Labeled contour entries:
-- start --

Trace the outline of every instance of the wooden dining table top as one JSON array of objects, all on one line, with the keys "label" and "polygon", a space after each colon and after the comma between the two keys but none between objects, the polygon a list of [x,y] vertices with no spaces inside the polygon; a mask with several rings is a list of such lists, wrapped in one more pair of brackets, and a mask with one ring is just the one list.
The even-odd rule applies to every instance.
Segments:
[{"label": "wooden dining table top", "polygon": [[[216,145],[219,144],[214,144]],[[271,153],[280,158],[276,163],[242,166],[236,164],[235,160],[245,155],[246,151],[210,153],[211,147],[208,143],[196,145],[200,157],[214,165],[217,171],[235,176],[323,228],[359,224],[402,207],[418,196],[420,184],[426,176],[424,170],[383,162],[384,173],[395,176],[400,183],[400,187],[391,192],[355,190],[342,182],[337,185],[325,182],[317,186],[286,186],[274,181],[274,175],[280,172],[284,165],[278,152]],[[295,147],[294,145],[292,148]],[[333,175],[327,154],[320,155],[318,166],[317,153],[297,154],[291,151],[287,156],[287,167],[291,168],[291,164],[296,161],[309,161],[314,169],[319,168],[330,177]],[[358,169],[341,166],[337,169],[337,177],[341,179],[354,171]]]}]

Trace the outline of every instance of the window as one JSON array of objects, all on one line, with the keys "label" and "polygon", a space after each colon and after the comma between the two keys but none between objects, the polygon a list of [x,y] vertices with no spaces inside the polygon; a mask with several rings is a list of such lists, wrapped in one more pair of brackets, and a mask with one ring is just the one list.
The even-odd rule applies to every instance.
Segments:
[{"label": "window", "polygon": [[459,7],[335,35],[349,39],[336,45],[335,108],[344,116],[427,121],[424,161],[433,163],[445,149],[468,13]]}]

-- end --

### [Short exercise]
Express every line of the entries above as a JSON list of strings, one string per line, and leave out the blank lines.

### [Complete answer]
[
  "Trace the outline of every instance of the wooden dining table top as one JSON array of objects, all on one line, with the keys \"label\" and \"polygon\", a space after each colon and after the comma between the two keys but none between objects, the polygon a list of [x,y] vertices with no spaces inside the polygon; a mask with several rings is a list of such lists, wrapped in one more pair of brackets, and a mask with one ring is just the one list.",
  "The even-odd rule applies to every instance.",
  "Segments:",
  "[{\"label\": \"wooden dining table top\", \"polygon\": [[[216,145],[219,144],[214,144]],[[271,153],[280,158],[276,163],[242,166],[236,164],[235,160],[245,155],[246,151],[210,153],[211,147],[208,143],[196,145],[200,157],[214,165],[217,171],[235,176],[323,228],[359,224],[402,207],[418,196],[420,184],[426,176],[424,170],[383,162],[384,173],[395,176],[400,183],[400,187],[391,192],[355,190],[342,182],[337,185],[325,182],[317,186],[286,186],[274,181],[274,175],[280,172],[284,165],[278,152]],[[295,147],[294,145],[292,148]],[[333,175],[327,154],[320,155],[318,166],[317,153],[297,154],[291,151],[287,156],[287,167],[291,168],[291,164],[296,161],[309,161],[314,169],[319,168],[330,177]],[[358,169],[341,166],[337,169],[337,177],[341,179],[354,171]]]}]",
  "Trace the outline of every instance of the window as one JSON array of objects, all on one line, with the keys \"label\" and \"polygon\", a space after each colon and after the comma between the two keys but none between objects, the polygon a list of [x,y] vertices with no spaces inside the polygon; a mask with several rings is a list of such lists, wrapped in one more pair of brackets, and a mask with one ring is just the one list.",
  "The even-odd rule applies to every instance.",
  "Segments:",
  "[{\"label\": \"window\", \"polygon\": [[459,7],[335,35],[349,39],[336,45],[335,108],[344,116],[427,121],[424,161],[433,163],[445,149],[468,13]]}]"
]